▶ [Task details]: What you return should match every entry, character for character.

Stored data entries
┄┄┄┄┄┄┄┄┄┄

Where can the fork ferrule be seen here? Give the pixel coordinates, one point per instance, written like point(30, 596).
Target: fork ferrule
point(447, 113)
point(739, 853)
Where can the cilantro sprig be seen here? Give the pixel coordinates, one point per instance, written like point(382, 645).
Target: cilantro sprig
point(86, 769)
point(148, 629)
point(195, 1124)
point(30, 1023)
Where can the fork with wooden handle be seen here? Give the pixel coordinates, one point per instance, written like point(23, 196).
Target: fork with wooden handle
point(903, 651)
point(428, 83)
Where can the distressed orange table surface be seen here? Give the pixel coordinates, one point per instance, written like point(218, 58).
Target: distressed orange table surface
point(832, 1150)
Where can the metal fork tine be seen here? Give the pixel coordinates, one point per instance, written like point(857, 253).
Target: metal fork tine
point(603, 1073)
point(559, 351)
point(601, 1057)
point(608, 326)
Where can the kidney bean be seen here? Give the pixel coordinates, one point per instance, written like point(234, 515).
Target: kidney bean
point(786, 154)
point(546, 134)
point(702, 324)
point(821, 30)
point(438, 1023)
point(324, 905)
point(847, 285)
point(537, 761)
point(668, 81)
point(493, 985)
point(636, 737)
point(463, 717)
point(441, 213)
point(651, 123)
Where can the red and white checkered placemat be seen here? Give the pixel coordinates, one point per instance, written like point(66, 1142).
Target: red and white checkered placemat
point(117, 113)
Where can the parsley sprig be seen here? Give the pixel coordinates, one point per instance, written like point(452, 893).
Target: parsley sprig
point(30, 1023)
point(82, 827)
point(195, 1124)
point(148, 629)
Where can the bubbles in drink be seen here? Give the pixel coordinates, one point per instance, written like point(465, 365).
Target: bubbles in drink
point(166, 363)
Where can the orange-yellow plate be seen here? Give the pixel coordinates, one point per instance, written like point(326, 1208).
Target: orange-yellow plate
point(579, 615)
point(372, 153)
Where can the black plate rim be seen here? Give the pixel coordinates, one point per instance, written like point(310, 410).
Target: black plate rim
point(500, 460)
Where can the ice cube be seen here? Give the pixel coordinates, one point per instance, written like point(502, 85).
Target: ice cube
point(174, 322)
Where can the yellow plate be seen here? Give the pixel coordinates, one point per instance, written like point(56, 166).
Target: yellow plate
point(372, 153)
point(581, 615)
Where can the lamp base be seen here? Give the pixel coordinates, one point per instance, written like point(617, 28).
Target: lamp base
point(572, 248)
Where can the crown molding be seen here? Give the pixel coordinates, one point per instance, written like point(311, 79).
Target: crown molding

┄┄┄┄┄┄┄┄┄┄

▶ [Your response]:
Where can the fork ferrule be seen here? Give the pixel coordinates, one point per instance, written like point(30, 596).
Target: fork ferrule
point(447, 113)
point(739, 853)
Where can the cilantro sprig be seen here? Give the pixel coordinates, one point per instance, written like point(382, 645).
Target: cilantro sprig
point(86, 769)
point(148, 629)
point(195, 1124)
point(30, 1023)
Where can the fork with wooden handle be seen here? Give the pixel coordinates, one point per instance, written like point(23, 196).
Target: fork with wooden handle
point(903, 651)
point(428, 83)
Where can the distressed orange table surface be seen here? Give the pixel coordinates, one point per instance, written like point(218, 58).
Target: distressed orange table surface
point(832, 1150)
Where can the metal fork tine be seen here? Give the pixel coordinates, one point per instance, written like point(857, 253).
Target: metal fork tine
point(603, 1073)
point(559, 351)
point(601, 1057)
point(608, 326)
Where can the kidney bean be seen here? Give the pixel coordinates, one point per instance, written like point(234, 515).
Target: kidney bean
point(786, 154)
point(546, 134)
point(702, 324)
point(821, 30)
point(438, 1023)
point(324, 905)
point(847, 285)
point(537, 761)
point(668, 81)
point(493, 985)
point(636, 737)
point(463, 717)
point(441, 213)
point(651, 123)
Where can the red and white checkered placemat be seen here? Give the pixel coordinates, one point per instance, written like point(66, 1142).
Target: red and white checkered placemat
point(117, 113)
Where can the parsley sprig be seen here? Give the pixel coordinates, one point per instance, written like point(452, 893).
Target: parsley sprig
point(30, 1023)
point(82, 827)
point(195, 1124)
point(148, 629)
Where can the bubbles in drink be seen here? Give the pixel coordinates, one point per instance, written like point(465, 365).
Target: bubbles in drink
point(166, 363)
Where can the orange-yellow plate be seen here? Give the pixel coordinates, one point per instance, written like point(326, 1208).
Target: orange-yellow plate
point(579, 615)
point(372, 153)
Where can the black plate rim be seen here? Give the pixel coordinates, one point per instance, written like point(310, 410).
Target: black plate rim
point(500, 460)
Where can the ice cube be seen here? Give the pixel coordinates, one point per instance, written like point(502, 85).
Target: ice cube
point(174, 322)
Where can the yellow plate be seen here? Give the pixel coordinates, one point per instance, written like point(56, 166).
Target: yellow plate
point(372, 153)
point(581, 615)
Where can the lamp base be seen here? Give the pixel coordinates, one point per instance, written like point(617, 28).
Target: lamp base
point(572, 248)
Where can the crown molding be seen here? Give the pixel coordinates, one point per instance, written like point(311, 79).
Target: crown molding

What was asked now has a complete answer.